* [Задания для выполнения]:
#1 Перечислите в тексте всё, что Сегален, по его собственным словам, должен был еще написать, прежде чем уйти на покой.
#2 Перепишите из текста фрагмент, начинающийся со слов «Несколько лет назад, когда» и заканчивающийся словами «свойственны ему одному.».

Начавшаяся Первая мировая война заставила Сегалена покинуть Китай. Некоторое время он пользовал солдат морской пехоты в Бельгии, а в 1917 году вернулся в Китай с заданием нанять там рабочих. Во время этого последнего путешествия он справил свое сорокалетие, заметив не без юмора: «У меня нет ни одного седого волоса – ну, может, если начать считать с лодыжки на правой голени, один из двадцати окажется седым… Мне надо написать еще три пьесы, десять романов, четыре эссе, две теории об устройстве мира… и четыре тысячи шестьдесят три статьи объемом от двухсот до двух тысяч строк, прежде чем уйти на покой». Но в Брест он возвратился крайне утомленным и окончательно потерял силы, занимаясь лечением моряков, заразившихся «испанкой». Он чувствовал себя совершенно больным, хотя его коллеги-врачи не нашли у него ни одной известной болезни. Его мучила потаенная тоска. Поль Клодель, видя, как томится его душа в поисках спасения, предложил встретиться. Однако встреча так и не состоялась.
В полном смятении Сегален искал покоя в Бретани, в лесу Уэльгоа, в местах своих отроческих мечтаний, среди хаоса беспорядочно растущих деревьев, в карстовых пещерах, в бескрайних долинах. Однажды вечером он не вернулся. Домашние забили тревогу. Жена пошла искать его в лес, в те самые места, которым он посвятил многие часы своих отроческих лет. И в одном из них она обнаружила его мертвым, рядом лежал открытый томик Шекспира. По всей видимости, острый сучок дерева, торчавший из земли, поранил ему ногу, вызвав сильное кровотечение. Ему удалось наложить жгут из галстука и носового платка, но тем не менее он потерял сознание, и это обстоятельство оказалось роковым. Сегален был слишком молод, чтобы умереть, но успел завершить все, что намеревался сделать, как в мире Воображаемого, так и в реальности. О ком еще, о каком большом писателе можно сказать подобное? На его стеле должна быть высечена всего одна надпись – светлая и торжественная.
Шарль дю Бос
Последние дневники (1934–1939)
Несколько лет назад, когда готовился вечер, посвященный памяти Шарля дю Боса, меня попросили почитать для его друзей некоторые из его лучших текстов. В свое время дю Бос сам описал, с каким трепетом он читал на одной конференции избранные страницы чеховской прозы, потому что слишком любил их, чтобы оставаться бесстрастным. Похожее чувство испытал в тот вечер и я. Эти тексты были настолько совершенны, они настолько ясно передавали его мысли, важные как для меня, так и для моих слушателей, что я интуитивно старался не допустить ни одной неверной ноты в интонации. Мне казалось, что Шарль пристально смотрит на меня с той проникновенной нежностью и сосредоточенным вниманием, которые, как мне кажется, были свойственны ему одному.

[Записи набора данных]
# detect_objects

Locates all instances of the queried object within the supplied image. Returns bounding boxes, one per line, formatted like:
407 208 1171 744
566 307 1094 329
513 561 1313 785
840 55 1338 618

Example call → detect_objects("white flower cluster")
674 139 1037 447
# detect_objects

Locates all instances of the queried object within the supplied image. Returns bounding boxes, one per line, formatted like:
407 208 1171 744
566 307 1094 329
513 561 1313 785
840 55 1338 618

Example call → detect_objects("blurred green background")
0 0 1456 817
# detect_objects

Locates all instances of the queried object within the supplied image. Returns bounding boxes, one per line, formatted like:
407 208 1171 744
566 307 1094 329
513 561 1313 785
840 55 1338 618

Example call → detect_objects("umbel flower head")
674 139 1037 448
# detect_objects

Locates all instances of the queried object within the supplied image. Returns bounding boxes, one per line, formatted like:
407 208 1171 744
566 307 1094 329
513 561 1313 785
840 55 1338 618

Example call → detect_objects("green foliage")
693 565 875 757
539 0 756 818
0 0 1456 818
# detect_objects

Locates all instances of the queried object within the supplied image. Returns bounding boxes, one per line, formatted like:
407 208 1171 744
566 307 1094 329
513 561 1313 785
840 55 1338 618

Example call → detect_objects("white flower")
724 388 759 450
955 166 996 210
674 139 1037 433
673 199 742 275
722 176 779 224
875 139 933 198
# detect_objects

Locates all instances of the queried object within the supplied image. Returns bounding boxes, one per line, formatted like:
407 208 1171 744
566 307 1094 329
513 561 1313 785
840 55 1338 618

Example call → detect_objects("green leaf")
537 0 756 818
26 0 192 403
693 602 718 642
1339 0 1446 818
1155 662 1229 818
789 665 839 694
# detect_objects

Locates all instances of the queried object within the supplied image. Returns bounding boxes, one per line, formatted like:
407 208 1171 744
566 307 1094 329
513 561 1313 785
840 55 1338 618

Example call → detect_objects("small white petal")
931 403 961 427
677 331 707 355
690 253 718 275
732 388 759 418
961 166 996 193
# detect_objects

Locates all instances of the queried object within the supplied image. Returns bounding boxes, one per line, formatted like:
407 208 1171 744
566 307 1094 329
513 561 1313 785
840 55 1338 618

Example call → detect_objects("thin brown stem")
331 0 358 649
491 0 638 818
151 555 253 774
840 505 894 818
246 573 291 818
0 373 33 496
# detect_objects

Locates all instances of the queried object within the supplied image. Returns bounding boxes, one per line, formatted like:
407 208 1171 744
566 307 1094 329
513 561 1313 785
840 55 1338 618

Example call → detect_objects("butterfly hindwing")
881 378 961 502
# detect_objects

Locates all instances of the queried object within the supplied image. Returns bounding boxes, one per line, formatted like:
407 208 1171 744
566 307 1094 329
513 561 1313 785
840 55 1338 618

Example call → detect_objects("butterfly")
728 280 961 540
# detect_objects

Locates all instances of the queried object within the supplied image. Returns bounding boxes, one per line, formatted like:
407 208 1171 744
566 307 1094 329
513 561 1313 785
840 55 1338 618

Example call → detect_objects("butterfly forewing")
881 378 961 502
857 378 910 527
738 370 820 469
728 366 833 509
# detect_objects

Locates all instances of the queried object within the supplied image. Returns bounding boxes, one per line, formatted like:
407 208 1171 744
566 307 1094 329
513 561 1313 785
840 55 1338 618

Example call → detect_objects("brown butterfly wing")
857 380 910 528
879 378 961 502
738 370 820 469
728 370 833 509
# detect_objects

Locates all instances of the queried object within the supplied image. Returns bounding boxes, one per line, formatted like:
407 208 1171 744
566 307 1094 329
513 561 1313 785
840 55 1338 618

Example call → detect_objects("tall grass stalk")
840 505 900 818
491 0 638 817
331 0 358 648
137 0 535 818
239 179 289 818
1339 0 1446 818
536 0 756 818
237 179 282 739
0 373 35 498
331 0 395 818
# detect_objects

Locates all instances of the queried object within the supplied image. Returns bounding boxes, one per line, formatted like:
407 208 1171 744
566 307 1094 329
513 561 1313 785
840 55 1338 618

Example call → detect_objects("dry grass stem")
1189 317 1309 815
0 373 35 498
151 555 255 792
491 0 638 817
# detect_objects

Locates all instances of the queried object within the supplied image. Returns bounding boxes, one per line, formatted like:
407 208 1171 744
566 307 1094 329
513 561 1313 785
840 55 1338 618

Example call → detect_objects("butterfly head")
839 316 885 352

* [Ответы по номерам]:
#1 Три пьесы; десять романов; четыре эссе; две теории об устройстве мира; четыре тысячи шестьдесят три статьи объемом от двухсот до двух тысяч строк.

#2
Несколько лет назад, когда готовился вечер, посвященный памяти Шарля дю Боса, меня попросили почитать для его друзей некоторые из его лучших текстов. В свое время дю Бос сам описал, с каким трепетом он читал на одной конференции избранные страницы чеховской прозы, потому что слишком любил их, чтобы оставаться бесстрастным. Похожее чувство испытал в тот вечер и я. Эти тексты были настолько совершенны, они настолько ясно передавали его мысли, важные как для меня, так и для моих слушателей, что я интуитивно старался не допустить ни одной неверной ноты в интонации. Мне казалось, что Шарль пристально смотрит на меня с той проникновенной нежностью и сосредоточенным вниманием, которые, как мне кажется, были свойственны ему одному.